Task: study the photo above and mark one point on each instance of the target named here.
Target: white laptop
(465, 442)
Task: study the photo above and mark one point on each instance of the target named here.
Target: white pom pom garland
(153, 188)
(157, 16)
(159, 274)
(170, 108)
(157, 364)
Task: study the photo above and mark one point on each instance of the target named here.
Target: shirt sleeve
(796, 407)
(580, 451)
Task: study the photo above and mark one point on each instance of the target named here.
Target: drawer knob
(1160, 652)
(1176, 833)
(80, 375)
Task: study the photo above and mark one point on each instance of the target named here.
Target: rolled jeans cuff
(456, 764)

■ ■ ■ ■

Write out all the lines of the records above again, requests included, and add 61 to both coordinates of every point in the answers.

— WRITTEN ANSWER —
Task: study the photo above and mark one point on each instance of the target named here.
Target: white laptop
(526, 503)
Task: study the photo above and mark one point on each instance of the target named here.
Target: white pom pom garland
(214, 249)
(218, 77)
(220, 335)
(231, 169)
(218, 425)
Task: study the photo above and mark one point on each instance of the target named here.
Target: shirt sleeve
(857, 468)
(641, 512)
Task: study the photo above and mark one point on each instance of the target named here.
Target: drawer knob
(1221, 713)
(1237, 894)
(141, 436)
Task: study the photo above and mark one point on each instance of the target named here.
Target: rolled jeans cuff
(517, 825)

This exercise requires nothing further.